◆ TASK BRIEF
Continue the forum post about sharing a pool of RabbitMQ channels through a ThreadPoolExecutor, starting right after its last sentence.

++++ SOURCE ++++

I'm trying to learn how to use to pool connections so I can get better throughput by not having to open/close channels to a server but I can't seem to get it to work. I had a slightly modified version of my code that worked when I forked a thread and made each thread run a loop to dump data, but now I'm trying to use ThreadPoolExecutor to send jobs vai a single thread and then spawn 2 threads to deal handle the work. My experiment should hopefully show around 2 channels open at any given time(or as many threads as I have) but instead when i change my code I get illegalstateexception: pool not open
I'm really confused if my design of the pool is wrong or my understanding of ThreadPoolExecutor is flawed. My understanding of ThreadPoolExecutor was that it kept the threads alive if there was work to be done and didn't keep killing/respawning them upon each iteration.
Here's the code(you can ignore all the rabbitmq stuff, the gist of it is you need to open a connection to a server, then open a channel. I am trying to open one connection to the server and then a pool of channels that are shared). My idea was to create an instance of the objectpool class and then pass it to a runnable which borrows channels as needed.

++++ RAW DATA ++++

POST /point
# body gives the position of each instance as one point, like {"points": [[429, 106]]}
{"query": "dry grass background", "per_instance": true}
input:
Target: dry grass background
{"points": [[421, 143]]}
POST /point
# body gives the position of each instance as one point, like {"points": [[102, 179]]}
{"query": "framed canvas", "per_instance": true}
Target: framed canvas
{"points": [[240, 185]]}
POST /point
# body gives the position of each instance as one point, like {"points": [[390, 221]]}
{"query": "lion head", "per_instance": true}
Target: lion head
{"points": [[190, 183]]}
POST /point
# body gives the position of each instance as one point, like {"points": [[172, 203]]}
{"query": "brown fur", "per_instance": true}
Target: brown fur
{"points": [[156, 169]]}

++++

◆ RESPONSE
Code:
import org.apache.commons.pool.BasePoolableObjectFactory;
import org.apache.commons.pool.ObjectPool;
import org.apache.commons.pool.PoolableObjectFactory;
import org.apache.commons.pool.impl.GenericObjectPool;
import java.io.IOException;
import java.util.NoSuchElementException;
import java.util.concurrent.ExecutorService;
import java.util.concurrent.Executors;
import java.util.concurrent.LinkedBlockingDeque;
import java.util.concurrent.ThreadPoolExecutor;
import java.util.concurrent.TimeUnit;
import com.rabbitmq.client.ConnectionFactory;
import com.rabbitmq.client.Connection;
import com.rabbitmq.client.Channel;
import com.rabbitmq.client.MessageProperties;
public class PoolExample {
private static ExecutorService executor_worker;
static {
final int numberOfThreads_ThreadPoolExecutor = 2;
executor_worker =
new ThreadPoolExecutor(numberOfThreads_ThreadPoolExecutor, numberOfThreads_ThreadPoolExecutor, 1000, TimeUnit.SECONDS,
new LinkedBlockingDeque<Runnable>());
}
public static void main(String[] args) throws Exception {
System.out.println("starting..");
PoolableObjectFactory<MyPooledObject> factory = new MyPoolableObjectFactory();
ObjectPool<MyPooledObject> pool = new GenericObjectPool<MyPooledObject>(factory);
for (int x = 0; x<500000000; x++) {
executor_worker.submit(new Thread(new MyRunnable(x, pool)));
}
}
}
class MyPooledObject {
//Connection connection;
Channel channel;
public MyPooledObject() throws IOException {
System.out.println("hello world");
ConnectionFactory factory = new ConnectionFactory();
factory.setHost("localhost");
Connection connection = factory.newConnection();
channel = connection.createChannel();
}
public Channel sing() throws IOException {
//System.out.println("mary had a little lamb");
return channel;
}
public void destroy() {
System.out.println("goodbye cruel world");
}
}
class MyPoolableObjectFactory extends BasePoolableObjectFactory<MyPooledObject> {
#Override
public MyPooledObject makeObject() throws Exception {
return new MyPooledObject();
}
#Override
public void destroyObject(MyPooledObject obj) throws Exception {
obj.destroy();
}
}
class MyRunnable implements Runnable{
protected int x = 0;
protected ObjectPool<MyPooledObject> pool = null;
public MyRunnable(int x, ObjectPool<MyPooledObject> pool) {
// TODO Auto-generated constructor stub
this.x = x;
this.pool = pool;
}
public void run(){
try {
MyPooledObject obj;
obj = pool.borrowObject();
Channel channel = obj.sing();
String message = Integer.toString(x);
channel.basicPublish( "", "task_queue",
MessageProperties.PERSISTENT_TEXT_PLAIN,
message.getBytes());
pool.returnObject(obj);
} catch (NoSuchElementException e) {
// TODO Auto-generated catch block
e.printStackTrace();
} catch (IllegalStateException e) {
// TODO Auto-generated catch block
e.printStackTrace();
} catch (Exception e) {
// TODO Auto-generated catch block
e.printStackTrace();
} finally {
try {
pool.close();
} catch (Exception e) {
// TODO Auto-generated catch block
e.printStackTrace();
}
}
}
}
Any idea what's wrong with my design? or is my entire approach to pool objects flawed?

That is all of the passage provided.